What is being asked |
Answer these questions using the memoir excerpt about the family homestead in Kuching:
1. In what year was the narrator born?
2. What job did the narrator's mother hold?
3. From whom had Grandpa Kwan Hin originally bought the property?

*** Selected extract ***

I WAS born in Kuching at the beginning of a new decade, in 1950 – a so-called ‘Baby Boomer’ during the era after the ravages wrought by the Japanese War in the Pacific, which had lasted from Dec 7,1941 to Sept 2, 1945.

My father came from a prominent Hokkien family, whose ancestors were appointed heads of the Chinese clans during their lifetime; my mother from a Teochew professional and mercantile one. During this time, most marriages were still being matched made but they had fallen in love; dad was an upcoming young civil servant in the Agriculture Department and mum was an English schoolteacher.

After marriage, they stayed in my Grandpa’s homestead – a huge mansion in those days, of nine rooms, two huge living rooms, a massive kitchen, and a seven-acre compound that had included a poultry farm, many fish ponds, as well as numerous fruit trees among them durian, rambutan, starfruit, cherries, mangoes, buah cheku, buah kerondong, mangosteen, dabai and bananas.

It even had a badminton court! Grandpa Kwan Hin had originally bought the property from a very rich immigrant Indian.

Besides Grandpa and his second wife from Singapore (my dad’s biological mother had died after giving birth to her 14th child), there were altogether three families, two spinster daughters and numerous cousins who were sent over by parents who wanted them to be ‘trained and disciplined’ from time to time. There would be, at any one time, a minimum of at least two-dozen adults and children under this one roof – including a handful of nannies and indentured elderly maids from China.

In other words, I had grown up during my early pre-teen years without much personal privacy and having learned, cultivated and appreciated the stability, the comfort and the joy of family communal living. There was nothing that could be hidden, any secrets were nigh impossible; squabbles and quarrels were unheard of. Even raising one’s voice towards another was considered a sinful sacrilege.

Everyone, big and small, respected Grandpa (Ah Kong) – his word was law. We all lived harmoniously and successfully under one roof, although our own family expenses including food were taken care of by ourselves; Ah Kong looked after everything else.

*** End of Selected extract ***
*** Supplied data ***

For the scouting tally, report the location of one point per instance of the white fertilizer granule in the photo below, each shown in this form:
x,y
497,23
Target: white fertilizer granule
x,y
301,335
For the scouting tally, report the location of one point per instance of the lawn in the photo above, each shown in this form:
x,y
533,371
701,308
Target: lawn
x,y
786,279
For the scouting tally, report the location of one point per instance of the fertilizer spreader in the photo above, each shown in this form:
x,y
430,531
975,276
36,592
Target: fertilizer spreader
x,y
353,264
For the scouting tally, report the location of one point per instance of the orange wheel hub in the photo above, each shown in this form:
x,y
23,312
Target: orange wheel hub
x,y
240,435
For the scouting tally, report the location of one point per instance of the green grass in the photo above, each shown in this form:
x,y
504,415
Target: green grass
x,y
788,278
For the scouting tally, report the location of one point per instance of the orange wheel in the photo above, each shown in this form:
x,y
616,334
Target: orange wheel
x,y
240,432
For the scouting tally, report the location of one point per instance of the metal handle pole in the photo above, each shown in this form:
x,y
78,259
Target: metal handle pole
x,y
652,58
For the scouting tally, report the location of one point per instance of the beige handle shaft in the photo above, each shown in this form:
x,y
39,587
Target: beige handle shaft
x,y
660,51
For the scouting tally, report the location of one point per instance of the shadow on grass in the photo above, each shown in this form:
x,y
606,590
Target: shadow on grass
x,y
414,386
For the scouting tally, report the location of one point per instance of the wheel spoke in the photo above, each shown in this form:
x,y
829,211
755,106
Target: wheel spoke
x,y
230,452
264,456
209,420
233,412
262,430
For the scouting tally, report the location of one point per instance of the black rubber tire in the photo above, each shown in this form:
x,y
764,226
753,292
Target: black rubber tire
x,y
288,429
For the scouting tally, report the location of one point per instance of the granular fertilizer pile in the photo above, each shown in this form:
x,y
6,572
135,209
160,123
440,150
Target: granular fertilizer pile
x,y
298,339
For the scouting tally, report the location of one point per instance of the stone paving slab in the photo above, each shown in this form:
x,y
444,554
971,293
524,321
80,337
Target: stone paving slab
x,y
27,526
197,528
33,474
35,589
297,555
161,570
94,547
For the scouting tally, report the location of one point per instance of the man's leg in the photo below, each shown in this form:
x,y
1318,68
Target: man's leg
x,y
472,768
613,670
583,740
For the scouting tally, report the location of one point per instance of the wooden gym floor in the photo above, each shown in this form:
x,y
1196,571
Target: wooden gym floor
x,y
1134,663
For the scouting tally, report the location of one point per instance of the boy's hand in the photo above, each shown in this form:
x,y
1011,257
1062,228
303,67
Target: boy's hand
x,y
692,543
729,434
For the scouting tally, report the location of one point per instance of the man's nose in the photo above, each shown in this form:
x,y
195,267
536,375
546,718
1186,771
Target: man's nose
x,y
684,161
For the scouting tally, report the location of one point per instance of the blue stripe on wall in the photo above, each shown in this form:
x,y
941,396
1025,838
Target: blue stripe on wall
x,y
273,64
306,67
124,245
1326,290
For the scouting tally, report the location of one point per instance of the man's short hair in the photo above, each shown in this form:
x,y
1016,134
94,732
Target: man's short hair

*** End of Supplied data ***

Completed exercise |
1. 1950
2. English schoolteacher
3. A very rich immigrant Indian